課題と練習:
a) 日産の記事から、「日産の羅針(1)トップ事件の混乱、現場は走る」を含む語句で始まり「について1時間ほど説明した。」で終わる部分を、一字も変えずに書き写してください。
b) 日産の記事で、社外取締役らが会見場で不祥事の調査報告と西川の辞任決定について説明した時間はどれくらいか。

文書の抜粋:
- - - - - - -

日産の羅針(1)トップ事件の混乱、現場は走る

日産本社

 じりじりと時間が経過し、横浜市西区の日産自動車本社の会見場に緊張が満ちていた。9月9日午後8時半。定刻を30分余り過ぎ、詰めかけた報道陣はいら立ち始めた。「なぜ遅れているんだ」「取締役会は終わったのか?」。

 「記者会見のための調整をしています。整い次第、会見を始めます」。混迷を極めた取締役会の焦点は、当時の社長、西川広人の処遇であった。

 やがて、社外取締役らが会見場に入り不祥事の調査報告と西川の辞任決定について1時間ほど説明した。

 その後、西川がひとりぽつんと着座した。昨年11月19日、前会長のカルロス・ゴーン被告が逮捕された日の単独会見と同じ構図だ。面持ちは神妙だが辞任会見が始まると、吹っ切れたかのように饒舌(じょうぜつ)に語り始めた。

■責任

 「昨年発覚した大事件の責任という意味では、過去経営に携わったすべての人間に責任がある。加えて私は、会社を混乱から抜け出させ、道筋を付けるという点で、果たすべき役割があった。当然、過去に起きたことの責任を取るという意味はある」

- - - - - - -

位置ラベル付けデータの抜粋
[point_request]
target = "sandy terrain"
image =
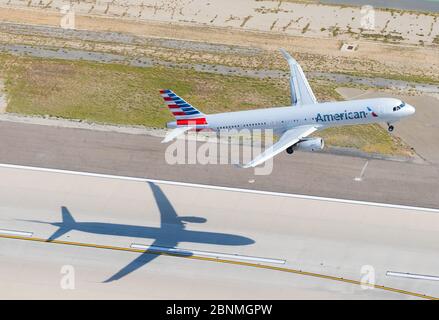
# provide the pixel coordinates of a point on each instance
(372, 57)
(285, 17)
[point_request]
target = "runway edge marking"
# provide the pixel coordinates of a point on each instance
(221, 188)
(225, 261)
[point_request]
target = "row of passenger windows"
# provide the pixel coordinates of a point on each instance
(245, 125)
(402, 105)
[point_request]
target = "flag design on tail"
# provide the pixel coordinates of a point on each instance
(184, 112)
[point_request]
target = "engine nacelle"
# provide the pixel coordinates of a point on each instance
(310, 144)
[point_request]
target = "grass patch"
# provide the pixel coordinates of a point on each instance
(119, 94)
(112, 93)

- - - - - - -

回答一覧:
a)
日産の羅針(1)トップ事件の混乱、現場は走る

日産本社

 じりじりと時間が経過し、横浜市西区の日産自動車本社の会見場に緊張が満ちていた。9月9日午後8時半。定刻を30分余り過ぎ、詰めかけた報道陣はいら立ち始めた。「なぜ遅れているんだ」「取締役会は終わったのか?」。

 「記者会見のための調整をしています。整い次第、会見を始めます」。混迷を極めた取締役会の焦点は、当時の社長、西川広人の処遇であった。

 やがて、社外取締役らが会見場に入り不祥事の調査報告と西川の辞任決定について1時間ほど説明した。

b) 1時間ほど。